What you will do.
Please render every line of the records below as a Markdown table with two columns, "No." for the row number and "Text" for the line, leaving out any blank lines.
(Beginning of Available records)
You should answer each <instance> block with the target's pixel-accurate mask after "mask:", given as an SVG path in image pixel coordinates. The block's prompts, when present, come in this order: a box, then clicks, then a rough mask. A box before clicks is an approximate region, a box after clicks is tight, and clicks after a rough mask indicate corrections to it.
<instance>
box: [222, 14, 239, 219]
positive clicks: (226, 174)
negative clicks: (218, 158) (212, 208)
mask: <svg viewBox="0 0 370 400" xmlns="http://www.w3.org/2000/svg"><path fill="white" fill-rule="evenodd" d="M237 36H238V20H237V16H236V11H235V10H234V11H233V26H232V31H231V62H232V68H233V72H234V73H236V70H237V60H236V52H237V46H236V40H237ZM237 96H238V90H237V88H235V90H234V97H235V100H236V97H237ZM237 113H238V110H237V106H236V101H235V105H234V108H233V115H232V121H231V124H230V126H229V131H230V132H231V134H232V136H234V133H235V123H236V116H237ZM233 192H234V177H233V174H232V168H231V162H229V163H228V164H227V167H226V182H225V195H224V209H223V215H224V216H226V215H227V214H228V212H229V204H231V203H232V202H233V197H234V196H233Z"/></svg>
(End of Available records)
Exercise answer.
| No. | Text |
|---|---|
| 1 | You should answer each <instance> block with the target's pixel-accurate mask after "mask:", given as an SVG path in image pixel coordinates. The block's prompts, when present, come in this order: a box, then clicks, then a rough mask. A box before clicks is an approximate region, a box after clicks is tight, and clicks after a rough mask indicate corrections to it. |
| 2 | <instance> |
| 3 | box: [222, 14, 239, 219] |
| 4 | positive clicks: (226, 174) |
| 5 | negative clicks: (218, 158) (212, 208) |
| 6 | mask: <svg viewBox="0 0 370 400" xmlns="http://www.w3.org/2000/svg"><path fill="white" fill-rule="evenodd" d="M237 36H238V20H237V16H236V11H235V10H234V11H233V26H232V31H231V62H232V68H233V72H234V73H236V70H237V60H236V52H237V46H236V40H237ZM237 96H238V90H237V88H235V90H234V97H235V100H236V97H237ZM237 113H238V110H237V106H236V101H235V105H234V108H233V115H232V121H231V124H230V126H229V131H230V132H231V134H232V136H234V133H235V123H236V116H237ZM233 192H234V177H233V174H232V168H231V162H229V163H228V164H227V167H226V182H225V195H224V209H223V215H224V216H226V215H227V214H228V212H229V204H231V203H232V202H233V197H234V196H233Z"/></svg> |